• _YOUR OBJECTIVE_: Can you reproduce the lines in the records below word for word, beginning at the line that contains "For every instance of the sky, give" and stopping after the line that contains "Target: sky"?

Records from a point-labeling set:
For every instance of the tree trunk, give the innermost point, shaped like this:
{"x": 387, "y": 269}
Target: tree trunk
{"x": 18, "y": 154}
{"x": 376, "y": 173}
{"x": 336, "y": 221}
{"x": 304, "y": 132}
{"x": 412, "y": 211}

==

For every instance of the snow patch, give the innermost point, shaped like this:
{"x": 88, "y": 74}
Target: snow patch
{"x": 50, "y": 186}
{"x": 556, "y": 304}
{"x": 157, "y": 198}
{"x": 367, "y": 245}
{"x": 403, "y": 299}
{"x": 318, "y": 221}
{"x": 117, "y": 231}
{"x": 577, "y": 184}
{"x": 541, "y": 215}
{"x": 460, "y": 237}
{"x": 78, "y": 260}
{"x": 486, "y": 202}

---

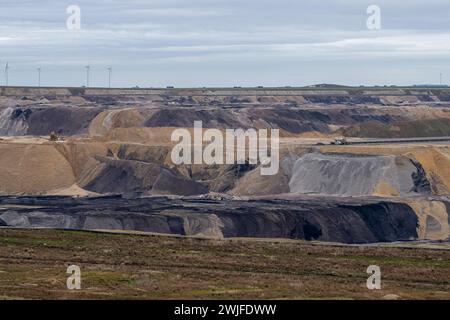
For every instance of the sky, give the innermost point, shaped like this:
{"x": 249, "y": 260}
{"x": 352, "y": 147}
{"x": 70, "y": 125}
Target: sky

• _SOLUTION FOR THIS EXERCISE_:
For every instance of the sky, give the innermost point, shaped like this:
{"x": 249, "y": 260}
{"x": 352, "y": 147}
{"x": 70, "y": 125}
Target: sky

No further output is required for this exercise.